*** Opening of SOURCE EXTRACT ***

Ettore Sottsass, Jr. 'Le Strutture Tremano' table, from the 'bau. haus art collection', design...
Item Details
Description
Ettore Sottsass, Jr.
'Le Strutture Tremano' table, from the 'bau. haus art collection', designed 1979
Enamelled metal, glass, plastic laminated-wood.
115.5 x 61 x 61 cm
Manufactured by Studio Alchymia, Milan, Italy. Underside of base with manufacturer's label printed STUDIO/ALCHYMIA/MILANO.
Footnotes:
Provenance
The Estate of Evelyn Foster
Thence by descent
Bonhams, Los Angeles, 'Modern Design | Art', 30 September 2020, lot 240
Acquired from the above by the present owner

Literature
Renato Barilli, 'Arredo Alchemico', Domus, no. 607, June 1980, p. 35
Barbara Radice, Memphis, Milan, 1984, p. 15
Andrea Branzi, The Hot House: Italian New Wave Design, Cambridge, 1984, p. 136
Gilles de Bure, Ettore Sottsass Jr., Collection Rivages/Styles, dirigée par Gilles de Bure, Paris, 1987, p. 61
Albrecht Bangert, Italian Furniture Design: Ideas Styles Movements, Munich, 1988, p. 62
Kazuko Sato, Contemporary Italian Design, Berlin, 1988, pp. 17, 20
Klaus-Jürgen Sembach, Gabrielle Leuthäuser, Peter Gössel, et al, Twentieth-Century Furniture Design, Cologne, 1991, p. 214
Barbara Radice, Ettore Sottsass: A Critical Biography, London, 1993, pp. 195, 197
Giuliana Gramigna, Repertorio del Design Italiano 1950-2000, Volume II, Turin, 2003, p. 290
Glenn Adamson; Jane Pavitt, eds., Style and Subversion, 1970-1990, exh. cat., Victoria and Albert Museum, London, 2011, p. 40
Cindi Strauss, Germano Celant, et al., Italian Radical Design: The Dennis Freedman Collection, exh. cat., Museum of Fine Arts, Houston, New Haven, 2020, p. 121

The present model is held in the collection of the Victoria and Albert Museum, London.

Nick Wright
Co-author of Cut and Shut: The History of Creative Salvage, London, 2012

Dishonesty of Materials

Charles Jencks identified the death of Modern architecture as taking place on July 15, 1972. 'At 3,32 (or thereabouts)' the Pruitt-Igoe projects were demolished. Like so many modernist blocks, their architects had promised good housing for all using an economy of design and modern materials impervious to the elements and fashion. In fact, their design was so compromised they were dynamited less than 20 years after construction.

In their seminal postmodern text, Learning From Las Vegas, Robert Venturi and Denise Scott-Brown documented the Vegas strip during the fat Elvis era. Succeeding Gio Ponti as Domus' editor in 1979, Alessandro Mendini wrote of the architect's obligation to accommodate the taste, even the bad taste, of the client. The postmodern citizen would be the determinant of design, the historic city not a gaudy maras to be bulldozed and built anew along rational lines, but accommodated by the architect whose obligation was to add to it in sympathy with its citizen's needs AND desires. (Who doesn't love fat Elvis?) This was the intellectual thrust of postmodernism.

*** Close of SOURCE EXTRACT ***
*** Opening of DATA UNDER STUDY ***

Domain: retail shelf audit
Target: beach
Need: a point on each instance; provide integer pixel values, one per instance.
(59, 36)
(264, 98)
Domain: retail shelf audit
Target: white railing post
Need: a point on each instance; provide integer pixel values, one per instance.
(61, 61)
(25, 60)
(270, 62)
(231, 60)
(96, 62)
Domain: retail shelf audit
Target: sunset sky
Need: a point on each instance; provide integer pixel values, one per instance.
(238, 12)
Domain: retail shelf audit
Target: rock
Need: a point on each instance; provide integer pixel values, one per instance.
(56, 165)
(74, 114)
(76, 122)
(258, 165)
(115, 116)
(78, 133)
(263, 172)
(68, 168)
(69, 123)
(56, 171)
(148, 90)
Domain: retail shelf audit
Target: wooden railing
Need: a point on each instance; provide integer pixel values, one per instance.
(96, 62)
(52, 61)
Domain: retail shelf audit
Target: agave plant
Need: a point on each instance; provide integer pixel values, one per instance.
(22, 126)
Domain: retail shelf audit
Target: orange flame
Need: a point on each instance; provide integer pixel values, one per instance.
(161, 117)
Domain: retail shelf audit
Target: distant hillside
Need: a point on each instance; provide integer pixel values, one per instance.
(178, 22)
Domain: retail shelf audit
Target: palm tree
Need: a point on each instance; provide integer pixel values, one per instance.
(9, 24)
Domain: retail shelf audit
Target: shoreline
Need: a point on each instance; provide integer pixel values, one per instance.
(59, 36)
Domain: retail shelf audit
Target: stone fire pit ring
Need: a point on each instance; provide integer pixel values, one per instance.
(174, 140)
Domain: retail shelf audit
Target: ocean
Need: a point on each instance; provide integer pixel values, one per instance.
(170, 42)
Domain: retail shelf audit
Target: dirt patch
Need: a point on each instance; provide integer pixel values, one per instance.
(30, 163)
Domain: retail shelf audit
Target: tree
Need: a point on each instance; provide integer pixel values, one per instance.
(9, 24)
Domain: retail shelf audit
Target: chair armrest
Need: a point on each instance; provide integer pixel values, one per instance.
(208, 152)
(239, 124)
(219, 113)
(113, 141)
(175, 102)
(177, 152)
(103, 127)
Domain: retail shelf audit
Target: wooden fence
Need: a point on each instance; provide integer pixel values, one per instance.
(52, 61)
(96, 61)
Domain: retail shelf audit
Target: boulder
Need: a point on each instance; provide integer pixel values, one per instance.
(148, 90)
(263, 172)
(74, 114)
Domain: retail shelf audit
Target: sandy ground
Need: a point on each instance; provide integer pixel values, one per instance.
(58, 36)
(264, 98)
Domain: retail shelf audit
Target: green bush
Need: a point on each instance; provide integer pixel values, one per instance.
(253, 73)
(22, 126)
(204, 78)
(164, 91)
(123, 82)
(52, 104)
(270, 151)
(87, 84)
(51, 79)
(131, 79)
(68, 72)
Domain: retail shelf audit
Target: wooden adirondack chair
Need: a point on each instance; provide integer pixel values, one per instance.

*** Close of DATA UNDER STUDY ***

**SET OF TASKS:**
1/ Duplicate the stretch of the Sottsass table listing from "Charles Jencks identified" through "years after construction.".
2/ According to the Sottsass table listing, what company manufactured the table?

**SOLUTIONS BELOW:**
1/
Charles Jencks identified the death of Modern architecture as taking place on July 15, 1972. 'At 3,32 (or thereabouts)' the Pruitt-Igoe projects were demolished. Like so many modernist blocks, their architects had promised good housing for all using an economy of design and modern materials impervious to the elements and fashion. In fact, their design was so compromised they were dynamited less than 20 years after construction.

2/ Studio Alchymia, Milan, Italy.